# PROBLEM TO SOLVE:
Exactly as written, print each of the entries.

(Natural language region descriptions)
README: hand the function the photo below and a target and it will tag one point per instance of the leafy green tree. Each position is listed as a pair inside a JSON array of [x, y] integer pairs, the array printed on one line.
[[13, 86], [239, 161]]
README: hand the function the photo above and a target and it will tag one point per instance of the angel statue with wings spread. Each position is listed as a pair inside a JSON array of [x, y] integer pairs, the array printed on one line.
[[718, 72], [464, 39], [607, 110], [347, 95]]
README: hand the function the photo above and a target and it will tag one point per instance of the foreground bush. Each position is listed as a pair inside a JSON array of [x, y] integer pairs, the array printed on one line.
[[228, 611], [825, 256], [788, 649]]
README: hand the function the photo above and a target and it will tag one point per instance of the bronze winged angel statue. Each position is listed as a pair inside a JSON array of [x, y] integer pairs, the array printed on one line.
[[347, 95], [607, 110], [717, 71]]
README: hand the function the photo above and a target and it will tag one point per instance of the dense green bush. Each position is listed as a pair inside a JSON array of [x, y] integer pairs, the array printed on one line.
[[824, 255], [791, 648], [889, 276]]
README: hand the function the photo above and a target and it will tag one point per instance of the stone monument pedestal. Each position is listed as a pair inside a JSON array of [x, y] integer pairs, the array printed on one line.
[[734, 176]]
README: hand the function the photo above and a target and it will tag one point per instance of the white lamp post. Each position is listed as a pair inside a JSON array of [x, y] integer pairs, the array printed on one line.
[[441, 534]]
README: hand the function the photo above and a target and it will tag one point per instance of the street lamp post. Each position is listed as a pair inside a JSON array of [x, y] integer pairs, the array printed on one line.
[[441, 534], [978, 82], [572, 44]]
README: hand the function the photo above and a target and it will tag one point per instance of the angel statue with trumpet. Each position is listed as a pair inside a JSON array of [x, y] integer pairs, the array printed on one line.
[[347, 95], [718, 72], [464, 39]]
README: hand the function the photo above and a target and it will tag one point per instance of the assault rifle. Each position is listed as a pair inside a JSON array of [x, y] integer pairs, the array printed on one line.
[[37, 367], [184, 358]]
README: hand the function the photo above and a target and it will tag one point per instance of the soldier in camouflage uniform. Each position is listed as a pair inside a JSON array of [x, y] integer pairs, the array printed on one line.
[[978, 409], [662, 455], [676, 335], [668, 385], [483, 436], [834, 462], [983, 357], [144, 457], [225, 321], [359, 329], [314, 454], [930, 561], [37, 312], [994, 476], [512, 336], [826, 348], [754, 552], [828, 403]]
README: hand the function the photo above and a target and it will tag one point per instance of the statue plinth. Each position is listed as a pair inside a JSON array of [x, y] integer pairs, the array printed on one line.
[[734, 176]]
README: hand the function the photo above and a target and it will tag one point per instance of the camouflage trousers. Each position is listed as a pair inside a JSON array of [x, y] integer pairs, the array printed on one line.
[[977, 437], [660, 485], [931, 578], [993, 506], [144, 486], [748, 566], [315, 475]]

# FINISHED TASK:
README: hand the function the photo below and a target and it will tag one point per instance of the leafy green tree. Each position is listed as a pair inside a JSON array of [x, y] integer pairs, the array printed on one line.
[[13, 86], [239, 161]]
README: hand the function the photo above and a target and it will tag one point per instance of the angel statue with wings spread. Each position is listed as a pair inside a JSON array of [x, y] integer pairs, the array printed on one line.
[[718, 72], [464, 39], [607, 110], [347, 95]]
README: hand the function the photo above and a target and it will tag one point per instance of the foreground bush. Each position is listed as a pair inside a JSON array of [x, y] integer pairs, the array printed on one line.
[[228, 611], [825, 256], [788, 649]]
README: hand the function the photo above and a target and it will tag one point per instance of the bronze winged angel statue. Each position is listed as a pair inside a JSON array of [x, y] integer pairs, the array printed on one line.
[[347, 95], [607, 110], [717, 71]]
README: hand the function the photo above and a target and it will tag one point per instance of the dense green bush. Each position is listed as a pair inside a JSON array of [x, y] integer pairs, the array printed on one line.
[[824, 255], [791, 648], [889, 276]]
README: hand the function the photo above and a target and it will tag one point per instance of the stone monument pedestal. Each position is listed as a pair inside a JSON array of [x, y] integer pairs, the array printed on one line.
[[734, 176]]
README: hand the function the photo above and a target and it will tag one point per instance of the white lamp post. Each position is listed as a pair inside a JSON array of [x, y] integer pairs, the array printed on one line.
[[441, 534]]
README: hand the function the photo above and a target and it will tag one point per instance of the street lamp post. Each position is listed as a pair inside a JSON array of [x, y] integer pairs, the array printed on one line.
[[441, 534], [978, 82], [572, 44]]
README: hand the function the photo above and a target and it will tag one point per instance of the angel statue with trumpet. Each position is listed as a pair inside a JSON array of [x, y] integer pairs, the array printed on one line.
[[347, 95], [718, 72], [464, 39]]
README: hand the function the photo above and a target and it will tag one point per instance of the assault rifle. Each position is listed as a pair inside a JSON array of [x, y] integer pairs, the array printed on one line.
[[37, 367], [184, 358]]
README: hand the function the photo above and a target and it will tag one point per instance of the soldier in camouflage uniform. Each position is listed as a pair inside a JSON array of [x, y] integer pairs, the array printed on one line.
[[978, 409], [662, 455], [676, 335], [668, 385], [483, 436], [834, 462], [983, 357], [144, 457], [225, 321], [359, 329], [314, 454], [930, 561], [37, 312], [994, 476], [512, 336], [826, 348], [754, 552], [828, 403]]
README: hand the function the photo above and a target and it will tag one point per instance of the statue plinth. Each position is listed as a pair inside a JSON array of [x, y] integer pairs, the array printed on one line.
[[734, 176]]
README: hand the function the photo above and a target and it will tag one point per instance of the camouflage trousers. Each position is listed as a pair inside a JSON array of [x, y] integer pairs, the array printed on one line.
[[977, 437], [660, 485], [931, 578], [993, 506], [144, 486], [748, 566], [315, 475]]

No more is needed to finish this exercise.